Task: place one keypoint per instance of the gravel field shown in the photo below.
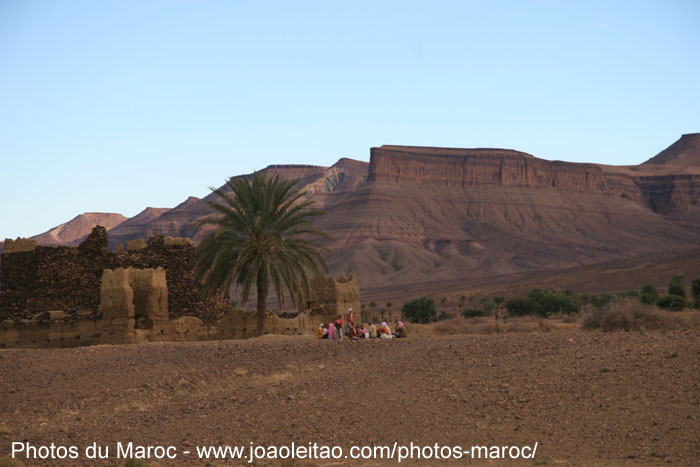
(586, 398)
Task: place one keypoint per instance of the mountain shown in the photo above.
(425, 215)
(683, 153)
(75, 230)
(428, 214)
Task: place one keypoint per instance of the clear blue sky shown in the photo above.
(113, 106)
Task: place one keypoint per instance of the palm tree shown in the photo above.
(265, 238)
(462, 304)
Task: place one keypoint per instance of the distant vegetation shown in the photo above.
(420, 310)
(541, 303)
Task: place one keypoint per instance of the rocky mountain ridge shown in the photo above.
(420, 213)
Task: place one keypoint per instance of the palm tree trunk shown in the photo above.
(262, 298)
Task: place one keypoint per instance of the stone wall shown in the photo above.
(68, 278)
(333, 296)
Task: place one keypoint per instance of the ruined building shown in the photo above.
(67, 296)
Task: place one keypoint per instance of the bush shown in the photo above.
(602, 300)
(677, 286)
(420, 310)
(671, 302)
(630, 315)
(475, 312)
(521, 307)
(547, 303)
(628, 294)
(649, 295)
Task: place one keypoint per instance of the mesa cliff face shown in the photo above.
(664, 192)
(476, 167)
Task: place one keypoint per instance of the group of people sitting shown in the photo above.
(340, 329)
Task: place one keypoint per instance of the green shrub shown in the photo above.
(602, 300)
(695, 289)
(475, 312)
(420, 310)
(649, 295)
(671, 302)
(628, 294)
(521, 307)
(630, 315)
(547, 303)
(677, 286)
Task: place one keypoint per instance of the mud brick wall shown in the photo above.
(68, 278)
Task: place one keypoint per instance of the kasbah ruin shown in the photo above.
(74, 296)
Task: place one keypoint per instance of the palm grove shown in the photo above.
(265, 238)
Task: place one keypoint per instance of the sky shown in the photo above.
(113, 106)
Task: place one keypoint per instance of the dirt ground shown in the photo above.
(586, 398)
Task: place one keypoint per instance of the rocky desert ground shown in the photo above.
(586, 398)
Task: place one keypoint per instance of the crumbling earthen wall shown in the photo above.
(69, 278)
(132, 299)
(333, 296)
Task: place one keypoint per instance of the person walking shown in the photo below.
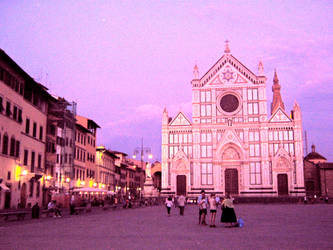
(228, 212)
(181, 204)
(212, 207)
(169, 204)
(202, 201)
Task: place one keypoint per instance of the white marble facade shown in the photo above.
(233, 144)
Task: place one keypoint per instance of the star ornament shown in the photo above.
(228, 75)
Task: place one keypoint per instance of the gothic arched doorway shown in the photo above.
(23, 201)
(282, 184)
(231, 181)
(181, 185)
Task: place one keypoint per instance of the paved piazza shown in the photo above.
(266, 227)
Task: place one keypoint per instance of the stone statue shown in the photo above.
(148, 170)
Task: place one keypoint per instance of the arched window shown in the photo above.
(5, 144)
(12, 146)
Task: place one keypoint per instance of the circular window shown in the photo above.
(229, 103)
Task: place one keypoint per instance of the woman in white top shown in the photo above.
(212, 207)
(169, 204)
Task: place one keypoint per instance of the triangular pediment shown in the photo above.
(281, 152)
(280, 116)
(180, 120)
(228, 71)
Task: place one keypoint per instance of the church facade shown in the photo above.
(233, 144)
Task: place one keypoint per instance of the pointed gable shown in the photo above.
(180, 120)
(279, 116)
(228, 70)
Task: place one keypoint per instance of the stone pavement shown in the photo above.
(278, 226)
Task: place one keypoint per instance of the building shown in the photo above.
(23, 119)
(85, 153)
(233, 144)
(106, 169)
(60, 146)
(318, 175)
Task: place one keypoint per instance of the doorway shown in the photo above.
(231, 181)
(282, 184)
(7, 199)
(23, 201)
(181, 185)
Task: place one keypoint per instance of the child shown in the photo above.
(169, 204)
(212, 206)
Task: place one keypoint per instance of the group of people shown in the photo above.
(204, 202)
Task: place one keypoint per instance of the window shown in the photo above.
(254, 149)
(19, 119)
(5, 144)
(8, 112)
(66, 158)
(34, 130)
(12, 146)
(25, 159)
(253, 108)
(38, 189)
(31, 188)
(27, 126)
(270, 173)
(171, 138)
(206, 174)
(255, 173)
(39, 161)
(1, 106)
(15, 113)
(252, 94)
(41, 133)
(206, 110)
(32, 161)
(17, 150)
(205, 96)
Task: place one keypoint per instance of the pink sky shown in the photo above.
(123, 61)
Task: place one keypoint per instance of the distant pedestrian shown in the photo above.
(72, 204)
(228, 212)
(181, 204)
(35, 211)
(202, 202)
(212, 207)
(175, 201)
(169, 204)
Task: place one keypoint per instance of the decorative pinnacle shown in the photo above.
(196, 72)
(275, 78)
(227, 49)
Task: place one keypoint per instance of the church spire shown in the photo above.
(196, 72)
(277, 99)
(260, 68)
(227, 49)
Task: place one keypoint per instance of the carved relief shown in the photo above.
(230, 154)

__What the task asks__
Print everything from the item containing "Task: place one keypoint per instance of the window" down through the last of the items above, copying each line exactly.

__Result__
Task: place one keypoint per instance of the window shown in the photo above.
(254, 149)
(19, 119)
(5, 144)
(8, 112)
(66, 158)
(34, 130)
(12, 146)
(25, 159)
(253, 108)
(38, 189)
(31, 188)
(27, 126)
(270, 173)
(171, 138)
(206, 174)
(255, 173)
(39, 161)
(1, 106)
(15, 113)
(252, 94)
(41, 133)
(206, 110)
(32, 161)
(17, 150)
(205, 96)
Task: place one keypoint per instance of the pink sky shown in the photo above.
(123, 61)
Task: place one keypoint per instance of the distant pedestrian shown in the photo above.
(72, 204)
(228, 212)
(181, 204)
(35, 211)
(202, 202)
(212, 207)
(175, 201)
(169, 204)
Task: place one keypoint per instance of the decorative pinnacle shown in the photo above.
(196, 72)
(275, 78)
(227, 49)
Task: place one keypoint per instance of the church spire shown in the photo above.
(196, 72)
(277, 99)
(260, 68)
(227, 49)
Task: place one keypoint per instance of the carved relief shown in the photo above.
(230, 154)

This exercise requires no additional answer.